Foreword

One of the concepts that I've always been intrigued with is the idea of institutional knowledge. Institutional knowledge is the accumulated wisdom of many individual practitioners across many years, even generations, of practice and in a multitude of situations and scenarios. Those professions that have developed deep wells of institutional knowledge for their practitioners have become our most respected careers.

There are many examples of how the institutional knowledge of a certain profession, once it reached critical mass, resulted in enormous breakthroughs in productivity, creativity, and innovation. When the master merchants of medieval Genoa and northern Italy developed the concept of double-entry accounting (which they kept as a trade secret as long as they could), the new skills which enabled them to always know how many assets and liabilities they had at any given moment transformed their merchant houses into the wealth-generating powerhouses that financed the Renaissance. Double-entry accounting was a small change from the long-standing practice of singleentry running tallies (like in check book registers), but as is common with the law of unintended consequences, it proved to be so valuable that it served as the founding principle used by chartered and certified accountants today. When the master builders of medieval Europe incorporated the algebraic and geometric formulas of recently translated Arab-owned Greek manuscripts of Euclid and Pythagoras, they were able to transform the squat and ponderous churches of Christendom into the soaring and incredibly beautiful Gothic cathedrals that, for the first time in history, had more window than wall and stood more than a couple stories in height.

• [INPUT DATA]
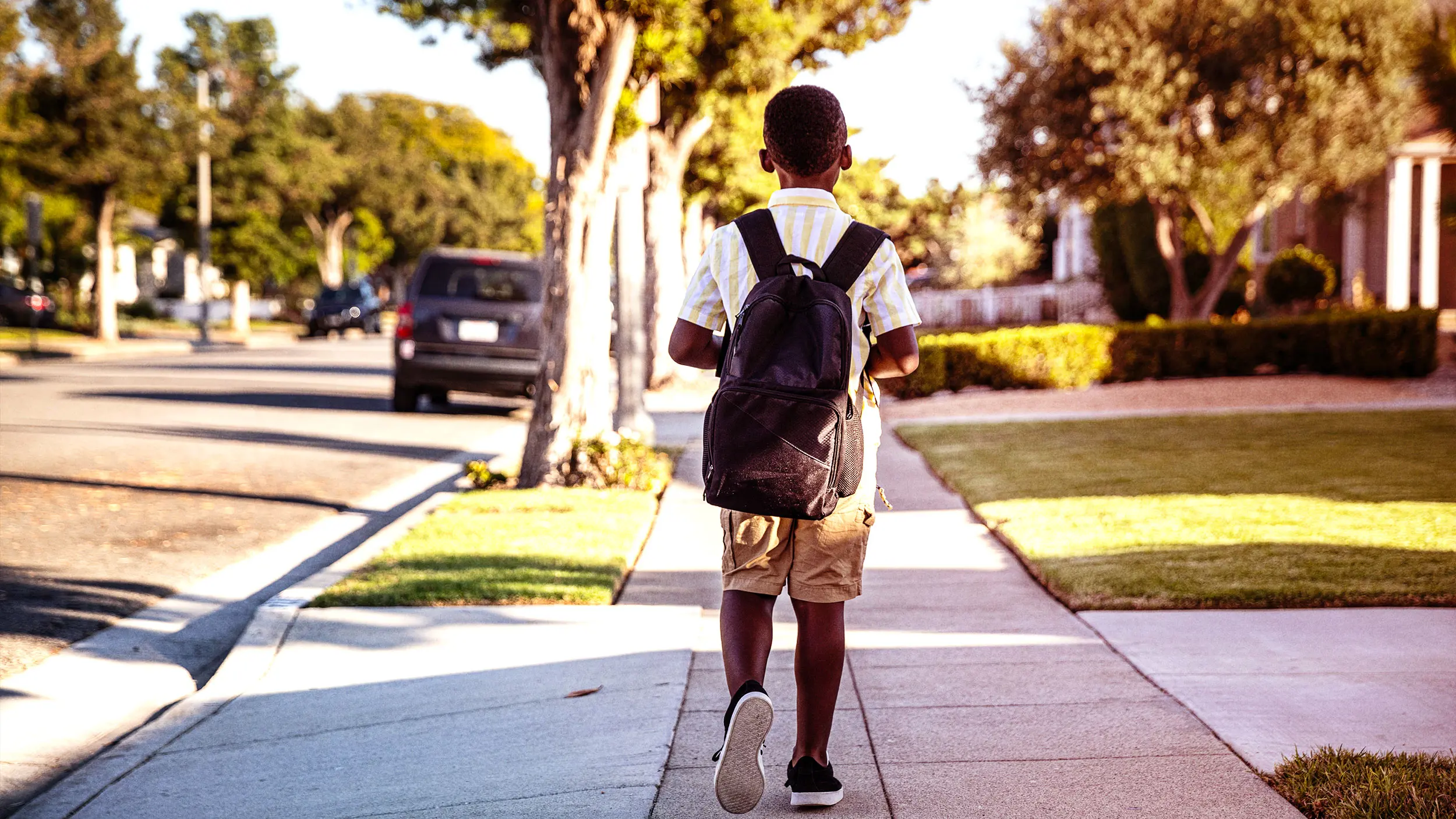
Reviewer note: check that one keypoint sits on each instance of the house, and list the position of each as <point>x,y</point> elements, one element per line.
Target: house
<point>1385,232</point>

• [CHECK YOUR UNDERSTANDING]
1: Copy the foreword word for word, beginning at the words "One of the concepts" and ending after "most respected careers.".
2: In the foreword, what long-standing practice was double-entry accounting a small change from?
3: Please write the next part of the foreword on institutional knowledge, picking up after its last sentence.

• [ANSWERS BY TASK]
1:
One of the concepts that I've always been intrigued with is the idea of institutional knowledge. Institutional knowledge is the accumulated wisdom of many individual practitioners across many years, even generations, of practice and in a multitude of situations and scenarios. Those professions that have developed deep wells of institutional knowledge for their practitioners have become our most respected careers.

2: Single-entry running tallies, like those in check book registers.

3:
There are other more recent examples too. The physicians of England and Italy first argued in the 1850s that illness was not caused by bad-smelling air (the so-called miasma theory of disease propagation that had stood for centuries), but was instead caused by invisible agents too small to see. The medical profession, when complemented by the first anesthesias, soon ushered in a new phase of human health and longevity that is the basis of modern medicine. Here's another example many people may not know. Western civilization's first scientists where Christian monks who had devoted their lives to explaining divine creation. In this endeavor, they were called natural philosophers (that is, philosophers who explained the natural world and were exemplified by individuals such as Francis Bacon). They helped develop the foundational principles that would become the scientific method that is now so common as to be taken for granted in the Western world. Yet, in their day and in succeeding generations, these concepts and the accumulating institutional wisdom transformed the world.

Today, in the early 21st century, we have a host of new professions centered on information technology (IT) that didn't exist for earlier generations. Among the foremost of these careers is my own chosen profession, database administration. Database administration holds its prominent place because of the absolute value of data to the organization. If an application server experiences a catastrophic failure, management's first question is "How fast can we recover the database?" The hardware is inconsequential. The application, while not trivial, is not the first order of business. The database comes first because the hardware and application is the medium that hosts the part of the application that is valuable–the data. In this sense, database administrators are vital to organizations because they are the guardians of that most valuable corporate asset–its data.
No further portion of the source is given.